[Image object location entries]

· · · · ·

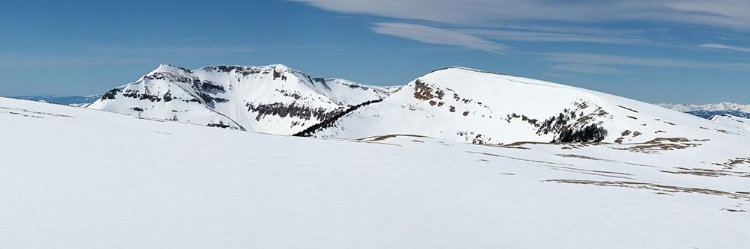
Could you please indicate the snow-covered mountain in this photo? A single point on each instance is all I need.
(77, 101)
(80, 178)
(270, 99)
(710, 110)
(733, 121)
(725, 106)
(457, 104)
(468, 105)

· · · · ·

Make an exact copy of all entries above, dropping the images.

**Solution for this problem**
Could you please indicate the snow-covered mountain in this photo? A single point on each instance is all I need.
(77, 101)
(80, 178)
(270, 99)
(710, 110)
(733, 121)
(725, 106)
(457, 104)
(468, 105)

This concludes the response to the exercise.